* Opdrachten:
A: Bewerk een deel van het fragment over cultuurfinanciering: geef het opnieuw, beginnend bij "De rijksoverheid maakt" en doorlopend tot en met "hard nodig hebben.", met "expertisecentrum" vervangen door "kenniscentrum".
B: Beantwoord aan de hand van het fragment over cultuurfinanciering deze vragen:
(i) Via wat hebben burgers al bijgedragen?
(ii) Met ingang van welk jaar helpt de rijksoverheid kleinere kunstinstellingen via een mecenaatsprogramma?
(iii) Hoeveel procent minder abonnementen heeft DNO voor het komende seizoen verkocht?
C: Noem alle tekstgedeelten die in het fragment over cultuurfinanciering tussen enkele aanhalingstekens staan.

* Geciteerd fragment:
^^^^^^^^^^^^^^^^
Juist van de private sector wordt in het nieuwe beleidsprogram veel verwacht, maar dan moeten de instellingen hun zaken op orde hebben- particulieren storten hun geld niet in een bodemloze put. De krappe tijd voor de hervormingen en de laagconjunctuur maken dit geen eenvoudige zaak. Bovendien hebben burgers al bijgedragen via belastingafdracht. Extra bijdragen als giften komen er alleen als instellingen een solide draagvlak onder burgers en liefhebbers hebben. Een goede band met het eigen publiek is voor alle kunstorganisaties daarom een noodzaak.
De rijksoverheid maakt een gebaar naar de sector door met ingang van 2013 vier jaar lang via een mecenaatsprogramma kleinere kunstinstellingen te helpen vaardigheden voor fondsenwerving te ontwikkelen. Dit ‘steunpunt cultuurmecenaat’  zal vier jaar lang als expertisecentrum fungeren voor de hele kunstsector en die met advies en training steunen bij het vergroten van private inkomsten. Wel is het jammer is dat de aandacht vooral wordt gericht op kleine instellingen, terwijl de grote het vaak net zo hard nodig hebben.
 

Want ook bij een topinstituut als Het Muziektheater zijn particuliere bijdragen nu (te) bescheiden. ‘Privaat geld aantrekken is bij ons nog in ontwikkeling’, geeft Lodder toe. En dat, terwijl particuliere steun meer nodig is dan ooit:  ‘Door de economische crisis loopt de publieksbelangstelling terug, zeker bij de voorverkoop van relatief dure operakaartjes,’ aldus Lodder. Voor het komende seizoen heeft DNO 13% minder abonnementen verkocht.
^^^^^^^^^^^^^^^^
(Items uit een verzameling)
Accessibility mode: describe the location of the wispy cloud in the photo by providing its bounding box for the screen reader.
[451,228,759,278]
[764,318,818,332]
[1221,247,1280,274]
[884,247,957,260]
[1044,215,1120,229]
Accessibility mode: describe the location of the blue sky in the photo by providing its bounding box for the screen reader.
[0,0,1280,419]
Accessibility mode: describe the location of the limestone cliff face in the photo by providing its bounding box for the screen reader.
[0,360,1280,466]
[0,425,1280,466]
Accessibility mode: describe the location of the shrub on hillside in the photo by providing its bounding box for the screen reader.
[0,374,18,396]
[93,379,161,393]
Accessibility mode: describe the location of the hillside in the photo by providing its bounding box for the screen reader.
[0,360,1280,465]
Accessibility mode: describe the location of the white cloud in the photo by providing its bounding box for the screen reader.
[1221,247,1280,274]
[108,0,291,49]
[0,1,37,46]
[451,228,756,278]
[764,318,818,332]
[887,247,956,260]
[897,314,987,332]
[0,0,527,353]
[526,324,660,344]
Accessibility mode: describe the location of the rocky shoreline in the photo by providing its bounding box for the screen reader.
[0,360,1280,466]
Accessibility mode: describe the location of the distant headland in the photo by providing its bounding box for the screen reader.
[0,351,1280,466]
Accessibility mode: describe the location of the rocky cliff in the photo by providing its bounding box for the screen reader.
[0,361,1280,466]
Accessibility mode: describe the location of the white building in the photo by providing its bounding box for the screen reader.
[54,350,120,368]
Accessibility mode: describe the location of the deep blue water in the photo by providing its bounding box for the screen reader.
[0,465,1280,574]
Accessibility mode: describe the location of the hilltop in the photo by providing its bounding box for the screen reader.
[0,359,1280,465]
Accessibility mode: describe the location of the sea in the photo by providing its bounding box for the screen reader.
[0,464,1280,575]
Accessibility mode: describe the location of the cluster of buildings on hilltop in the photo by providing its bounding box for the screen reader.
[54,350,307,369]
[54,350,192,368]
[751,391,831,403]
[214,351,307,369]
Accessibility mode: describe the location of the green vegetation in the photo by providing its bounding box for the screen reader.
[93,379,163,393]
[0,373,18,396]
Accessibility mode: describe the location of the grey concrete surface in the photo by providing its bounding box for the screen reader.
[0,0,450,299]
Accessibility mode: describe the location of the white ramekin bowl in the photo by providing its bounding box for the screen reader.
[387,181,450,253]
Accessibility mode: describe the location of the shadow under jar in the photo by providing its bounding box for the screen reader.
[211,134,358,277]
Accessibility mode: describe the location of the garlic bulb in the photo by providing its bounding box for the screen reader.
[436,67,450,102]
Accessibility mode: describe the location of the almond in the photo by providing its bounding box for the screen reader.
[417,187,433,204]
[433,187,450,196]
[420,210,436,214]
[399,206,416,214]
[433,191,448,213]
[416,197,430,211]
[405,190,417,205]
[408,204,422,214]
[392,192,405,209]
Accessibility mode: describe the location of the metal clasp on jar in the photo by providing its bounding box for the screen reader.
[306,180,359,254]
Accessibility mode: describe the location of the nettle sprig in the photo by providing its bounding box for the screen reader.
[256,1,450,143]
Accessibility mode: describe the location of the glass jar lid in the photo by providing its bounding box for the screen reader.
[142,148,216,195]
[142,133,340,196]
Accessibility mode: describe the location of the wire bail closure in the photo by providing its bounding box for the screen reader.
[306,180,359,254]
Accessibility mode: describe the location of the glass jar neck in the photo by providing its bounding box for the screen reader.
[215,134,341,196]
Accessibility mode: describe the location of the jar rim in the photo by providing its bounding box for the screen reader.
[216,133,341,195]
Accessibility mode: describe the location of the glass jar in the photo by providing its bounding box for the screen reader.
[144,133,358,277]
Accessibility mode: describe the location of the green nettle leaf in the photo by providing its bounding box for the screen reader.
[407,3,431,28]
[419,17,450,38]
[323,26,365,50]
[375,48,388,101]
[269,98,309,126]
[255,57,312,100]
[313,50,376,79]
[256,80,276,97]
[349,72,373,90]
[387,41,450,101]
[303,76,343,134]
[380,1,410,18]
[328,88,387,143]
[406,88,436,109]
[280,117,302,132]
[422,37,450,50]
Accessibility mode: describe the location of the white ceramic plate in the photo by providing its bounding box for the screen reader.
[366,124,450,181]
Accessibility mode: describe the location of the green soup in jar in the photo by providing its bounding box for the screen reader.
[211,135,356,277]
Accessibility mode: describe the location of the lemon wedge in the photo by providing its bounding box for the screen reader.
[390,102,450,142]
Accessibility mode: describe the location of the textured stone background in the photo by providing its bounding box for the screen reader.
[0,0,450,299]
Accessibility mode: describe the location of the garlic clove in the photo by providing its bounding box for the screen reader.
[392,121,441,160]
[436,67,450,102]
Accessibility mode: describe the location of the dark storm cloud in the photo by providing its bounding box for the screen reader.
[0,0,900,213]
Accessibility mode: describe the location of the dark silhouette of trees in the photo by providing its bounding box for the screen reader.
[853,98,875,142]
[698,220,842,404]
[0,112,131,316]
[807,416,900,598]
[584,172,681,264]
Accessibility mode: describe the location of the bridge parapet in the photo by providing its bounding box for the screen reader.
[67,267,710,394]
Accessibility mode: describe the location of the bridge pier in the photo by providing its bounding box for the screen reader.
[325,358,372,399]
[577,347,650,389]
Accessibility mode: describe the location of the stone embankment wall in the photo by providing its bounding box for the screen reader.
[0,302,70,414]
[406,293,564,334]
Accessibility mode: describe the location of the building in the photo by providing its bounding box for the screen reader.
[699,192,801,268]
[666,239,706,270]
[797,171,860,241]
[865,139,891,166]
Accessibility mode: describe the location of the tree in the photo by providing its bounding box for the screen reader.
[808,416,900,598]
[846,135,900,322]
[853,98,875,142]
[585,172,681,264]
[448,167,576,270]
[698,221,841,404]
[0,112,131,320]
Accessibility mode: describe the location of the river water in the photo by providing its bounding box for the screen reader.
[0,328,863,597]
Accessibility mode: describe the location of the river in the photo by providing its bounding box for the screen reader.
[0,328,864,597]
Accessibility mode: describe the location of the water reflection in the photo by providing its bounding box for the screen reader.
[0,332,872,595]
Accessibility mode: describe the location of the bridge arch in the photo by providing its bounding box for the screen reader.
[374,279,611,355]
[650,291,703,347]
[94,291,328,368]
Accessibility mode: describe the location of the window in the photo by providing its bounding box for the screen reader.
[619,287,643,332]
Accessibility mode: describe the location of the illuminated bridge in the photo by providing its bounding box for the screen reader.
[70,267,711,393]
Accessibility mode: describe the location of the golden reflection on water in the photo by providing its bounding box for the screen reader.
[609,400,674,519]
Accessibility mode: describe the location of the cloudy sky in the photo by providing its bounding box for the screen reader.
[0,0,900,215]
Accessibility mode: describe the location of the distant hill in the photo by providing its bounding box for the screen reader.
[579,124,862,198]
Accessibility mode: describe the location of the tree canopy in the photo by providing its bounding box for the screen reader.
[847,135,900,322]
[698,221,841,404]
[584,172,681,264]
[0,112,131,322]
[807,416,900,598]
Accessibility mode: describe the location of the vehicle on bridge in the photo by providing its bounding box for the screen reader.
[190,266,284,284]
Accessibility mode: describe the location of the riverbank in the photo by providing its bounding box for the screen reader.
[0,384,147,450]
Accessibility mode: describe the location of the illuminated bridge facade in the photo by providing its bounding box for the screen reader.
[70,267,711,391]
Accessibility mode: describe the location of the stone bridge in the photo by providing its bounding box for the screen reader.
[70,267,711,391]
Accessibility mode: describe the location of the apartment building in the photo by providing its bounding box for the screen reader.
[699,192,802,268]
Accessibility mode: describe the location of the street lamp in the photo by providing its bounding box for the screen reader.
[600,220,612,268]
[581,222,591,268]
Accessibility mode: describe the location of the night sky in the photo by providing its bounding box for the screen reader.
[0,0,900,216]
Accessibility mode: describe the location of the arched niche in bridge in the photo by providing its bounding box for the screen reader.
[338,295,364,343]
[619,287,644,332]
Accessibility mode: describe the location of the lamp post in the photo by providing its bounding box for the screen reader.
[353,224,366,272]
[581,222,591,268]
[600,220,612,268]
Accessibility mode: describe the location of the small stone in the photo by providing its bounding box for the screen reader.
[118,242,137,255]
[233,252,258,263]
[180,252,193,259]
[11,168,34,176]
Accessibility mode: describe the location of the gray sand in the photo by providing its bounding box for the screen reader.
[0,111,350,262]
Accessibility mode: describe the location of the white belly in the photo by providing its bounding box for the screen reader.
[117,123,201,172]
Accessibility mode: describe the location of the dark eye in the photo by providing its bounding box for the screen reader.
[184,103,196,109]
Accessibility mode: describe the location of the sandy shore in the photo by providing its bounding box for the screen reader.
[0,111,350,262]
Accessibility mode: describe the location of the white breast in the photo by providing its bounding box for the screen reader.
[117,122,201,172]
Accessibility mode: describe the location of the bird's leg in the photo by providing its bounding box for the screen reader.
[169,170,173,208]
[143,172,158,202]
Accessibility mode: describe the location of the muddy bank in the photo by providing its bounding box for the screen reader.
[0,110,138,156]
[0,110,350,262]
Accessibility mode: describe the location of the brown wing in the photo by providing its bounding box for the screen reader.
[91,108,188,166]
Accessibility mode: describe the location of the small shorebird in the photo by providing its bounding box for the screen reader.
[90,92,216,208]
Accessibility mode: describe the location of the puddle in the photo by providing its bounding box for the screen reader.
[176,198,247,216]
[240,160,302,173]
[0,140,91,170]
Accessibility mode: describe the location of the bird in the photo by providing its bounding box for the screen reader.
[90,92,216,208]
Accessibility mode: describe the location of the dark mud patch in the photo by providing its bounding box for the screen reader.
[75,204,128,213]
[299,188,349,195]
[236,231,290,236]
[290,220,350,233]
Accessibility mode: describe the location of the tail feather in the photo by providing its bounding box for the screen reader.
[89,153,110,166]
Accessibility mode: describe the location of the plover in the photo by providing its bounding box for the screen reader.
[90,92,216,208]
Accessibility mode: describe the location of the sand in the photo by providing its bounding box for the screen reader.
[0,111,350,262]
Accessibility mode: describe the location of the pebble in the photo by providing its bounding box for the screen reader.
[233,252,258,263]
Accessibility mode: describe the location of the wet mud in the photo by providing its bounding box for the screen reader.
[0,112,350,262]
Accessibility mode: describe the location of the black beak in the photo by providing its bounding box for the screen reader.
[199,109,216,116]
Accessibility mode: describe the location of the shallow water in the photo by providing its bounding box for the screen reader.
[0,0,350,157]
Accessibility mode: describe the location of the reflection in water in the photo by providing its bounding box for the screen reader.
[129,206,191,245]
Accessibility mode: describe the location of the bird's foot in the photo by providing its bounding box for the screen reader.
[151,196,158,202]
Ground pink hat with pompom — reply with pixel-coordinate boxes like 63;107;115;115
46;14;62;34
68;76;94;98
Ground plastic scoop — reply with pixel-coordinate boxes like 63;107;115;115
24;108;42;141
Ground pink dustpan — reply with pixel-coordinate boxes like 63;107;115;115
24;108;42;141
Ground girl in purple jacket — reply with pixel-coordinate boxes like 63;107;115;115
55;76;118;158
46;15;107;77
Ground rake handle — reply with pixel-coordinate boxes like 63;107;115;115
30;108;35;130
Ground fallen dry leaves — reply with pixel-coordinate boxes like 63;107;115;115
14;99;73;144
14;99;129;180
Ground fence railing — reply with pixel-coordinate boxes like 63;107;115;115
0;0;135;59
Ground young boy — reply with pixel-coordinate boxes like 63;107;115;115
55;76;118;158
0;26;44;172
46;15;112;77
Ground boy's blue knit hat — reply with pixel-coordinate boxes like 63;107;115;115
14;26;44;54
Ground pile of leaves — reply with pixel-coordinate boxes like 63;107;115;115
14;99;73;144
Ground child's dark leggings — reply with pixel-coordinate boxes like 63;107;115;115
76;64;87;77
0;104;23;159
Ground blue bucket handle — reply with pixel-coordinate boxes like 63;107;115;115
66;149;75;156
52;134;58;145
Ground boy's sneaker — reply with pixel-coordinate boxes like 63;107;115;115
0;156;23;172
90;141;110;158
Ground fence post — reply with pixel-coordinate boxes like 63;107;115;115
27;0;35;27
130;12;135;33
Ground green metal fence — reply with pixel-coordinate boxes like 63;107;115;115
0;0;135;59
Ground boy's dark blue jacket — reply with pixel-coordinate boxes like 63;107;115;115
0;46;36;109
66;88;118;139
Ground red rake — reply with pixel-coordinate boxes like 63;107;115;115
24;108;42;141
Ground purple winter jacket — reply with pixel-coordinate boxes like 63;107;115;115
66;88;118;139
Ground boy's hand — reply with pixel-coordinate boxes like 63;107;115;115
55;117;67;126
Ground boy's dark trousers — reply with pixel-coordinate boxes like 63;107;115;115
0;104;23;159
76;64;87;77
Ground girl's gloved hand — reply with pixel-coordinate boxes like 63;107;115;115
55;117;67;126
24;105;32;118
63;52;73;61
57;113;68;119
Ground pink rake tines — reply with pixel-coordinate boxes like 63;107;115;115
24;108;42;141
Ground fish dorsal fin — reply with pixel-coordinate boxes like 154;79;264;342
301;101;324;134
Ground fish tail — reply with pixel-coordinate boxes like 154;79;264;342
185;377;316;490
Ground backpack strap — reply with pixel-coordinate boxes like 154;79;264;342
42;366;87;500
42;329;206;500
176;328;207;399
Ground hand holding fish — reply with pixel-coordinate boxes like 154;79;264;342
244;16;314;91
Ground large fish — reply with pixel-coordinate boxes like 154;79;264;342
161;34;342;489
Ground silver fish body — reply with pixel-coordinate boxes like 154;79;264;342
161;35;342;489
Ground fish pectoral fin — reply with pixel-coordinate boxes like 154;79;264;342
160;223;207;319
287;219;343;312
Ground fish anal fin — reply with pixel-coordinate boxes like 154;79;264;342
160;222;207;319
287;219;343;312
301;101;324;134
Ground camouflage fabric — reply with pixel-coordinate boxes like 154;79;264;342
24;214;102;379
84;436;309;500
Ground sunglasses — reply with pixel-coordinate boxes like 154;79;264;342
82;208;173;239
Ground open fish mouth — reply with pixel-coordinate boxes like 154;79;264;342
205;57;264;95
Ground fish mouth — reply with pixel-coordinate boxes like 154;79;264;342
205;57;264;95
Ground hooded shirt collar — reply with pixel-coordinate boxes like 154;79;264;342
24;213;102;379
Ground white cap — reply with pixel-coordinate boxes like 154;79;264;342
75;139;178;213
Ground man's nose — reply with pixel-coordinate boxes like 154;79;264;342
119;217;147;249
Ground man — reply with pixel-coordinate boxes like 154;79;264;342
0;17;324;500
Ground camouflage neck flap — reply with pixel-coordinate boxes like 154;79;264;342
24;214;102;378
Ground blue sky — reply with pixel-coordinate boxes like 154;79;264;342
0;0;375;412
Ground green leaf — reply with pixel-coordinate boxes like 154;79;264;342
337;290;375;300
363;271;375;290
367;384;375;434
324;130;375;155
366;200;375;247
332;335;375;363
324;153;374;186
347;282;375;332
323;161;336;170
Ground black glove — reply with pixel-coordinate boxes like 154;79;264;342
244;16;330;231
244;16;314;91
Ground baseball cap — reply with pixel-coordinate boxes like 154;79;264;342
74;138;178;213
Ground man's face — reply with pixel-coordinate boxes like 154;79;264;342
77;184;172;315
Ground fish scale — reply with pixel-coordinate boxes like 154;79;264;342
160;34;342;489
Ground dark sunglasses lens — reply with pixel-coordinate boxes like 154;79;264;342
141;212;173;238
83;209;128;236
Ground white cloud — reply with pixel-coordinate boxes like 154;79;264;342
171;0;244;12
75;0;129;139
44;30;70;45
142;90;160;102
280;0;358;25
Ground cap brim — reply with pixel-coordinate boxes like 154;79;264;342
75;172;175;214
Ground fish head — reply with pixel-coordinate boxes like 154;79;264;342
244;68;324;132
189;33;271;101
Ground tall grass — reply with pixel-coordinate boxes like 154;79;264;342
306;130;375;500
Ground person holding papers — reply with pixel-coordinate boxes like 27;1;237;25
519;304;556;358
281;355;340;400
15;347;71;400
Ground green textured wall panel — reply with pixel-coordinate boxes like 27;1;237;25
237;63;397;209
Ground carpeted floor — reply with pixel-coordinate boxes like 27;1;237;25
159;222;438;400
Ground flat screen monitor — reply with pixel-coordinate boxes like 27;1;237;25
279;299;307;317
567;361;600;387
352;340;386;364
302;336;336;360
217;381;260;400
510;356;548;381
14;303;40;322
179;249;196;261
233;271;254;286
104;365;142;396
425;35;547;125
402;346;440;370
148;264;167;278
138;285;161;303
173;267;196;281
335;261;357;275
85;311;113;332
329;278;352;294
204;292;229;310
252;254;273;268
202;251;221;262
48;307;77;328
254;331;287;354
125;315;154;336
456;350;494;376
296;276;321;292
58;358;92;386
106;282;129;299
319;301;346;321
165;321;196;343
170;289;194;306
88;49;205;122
^^^^^^^^^^^^^^^^
* Uitwerkingen:
A:
De rijksoverheid maakt een gebaar naar de sector door met ingang van 2013 vier jaar lang via een mecenaatsprogramma kleinere kunstinstellingen te helpen vaardigheden voor fondsenwerving te ontwikkelen. Dit ‘steunpunt cultuurmecenaat’  zal vier jaar lang als kenniscentrum fungeren voor de hele kunstsector en die met advies en training steunen bij het vergroten van private inkomsten. Wel is het jammer is dat de aandacht vooral wordt gericht op kleine instellingen, terwijl de grote het vaak net zo hard nodig hebben.

B:
(i) Via belastingafdracht.
(ii) 2013.
(iii) 13%.

C:
steunpunt cultuurmecenaat
Privaat geld aantrekken is bij ons nog in ontwikkeling
Door de economische crisis loopt de publieksbelangstelling terug, zeker bij de voorverkoop van relatief dure operakaartjes